Today, the University of Missouri Board of Curators voted unanimously to honor two African-American leaders who shaped the history of the University of Missouri-Columbia. The board voted to name MU's newest residence hall for journalist and honorary doctoral degree recipient Lucile Bluford. The hall's atrium will honor Gus T. Ridgel, MU's first African-American graduate.
Today, the University of Missouri Board of Curators voted unanimously to honor two African-American leaders who shaped the history of the University of Missouri-Columbia. The board voted to name MU’s newest residence hall for journalist and honorary doctoral degree recipient Lucile Bluford. The hall’s atrium will honor Gus T. Ridgel, MU’s first African-American graduate.
“From this day forward, Lucile Bluford Residence Hall and the Gus T. Ridgel Atrium will stand as testaments to the spirit of justice and perseverance that animated both of these individuals,” said David Steelman, chair of the Board of Curators. “Lucile Bluford and Gus Ridgel exemplified the university’s values of Respect, Responsibility, Discovery and Excellence.”
The hall’s naming was recommended by Curator Darryl Chatman and Student Representative to the Board of Curators Courtney Laurer, both of whom chaired a working group regarding the residence hall naming.
“We heard from a variety of people and groups passionate about Mizzou,” said Chatman, who is vice chair of the board. “We celebrate the outstanding accomplishments of these two individuals who’ve had a tremendous impact on our institution.”
Bluford’s nomination had widespread support from the MU community: the MU Residence Halls Association, the Intercampus Student Council, MU Faculty Council, the Mizzou Alumni Association Governing Board and MU Staff Advisory Council all passed resolutions in support of the naming.
In 1939, Bluford applied to the Missouri School of Journalism to do graduate work. Although initially accepted into the program, Bluford was turned away when she arrived in Columbia to enroll, as university officials had not known that she was African-American. She believed that education was the key to advancement and equal treatment in society. Through her eloquent writing, bold actions, courage and resilience, Bluford helped change the way African-Americans are treated, especially in the area of higher education. In 1984, she received an Honor Medal for Distinguished Service from the School of Journalism, and in 1989, she was awarded an honorary doctorate in journalism from MU.
+++
* _Directives_
[1] Translate this sentence from the article on the residence hall naming into Spanish: "In 1939, Bluford applied to the Missouri School of Journalism to do graduate work."
[2] Repeat the passage of the article on the residence hall naming from "Bluford’s nomination had" up to and including "of the naming.".
The data here comes from a separate, unrelated source.

* _Data excerpt_
+++
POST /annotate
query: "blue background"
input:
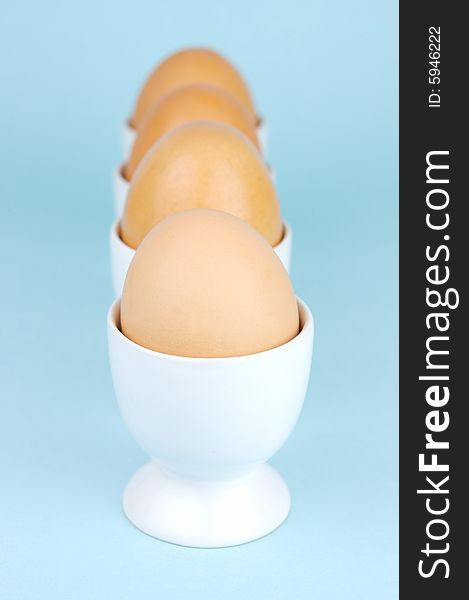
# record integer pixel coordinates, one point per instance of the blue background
+++
* _Answers below_
[1] En 1939, Bluford solicitó ingresar en la Escuela de Periodismo de Missouri para realizar estudios de posgrado.

[2]
Bluford’s nomination had widespread support from the MU community: the MU Residence Halls Association, the Intercampus Student Council, MU Faculty Council, the Mizzou Alumni Association Governing Board and MU Staff Advisory Council all passed resolutions in support of the naming.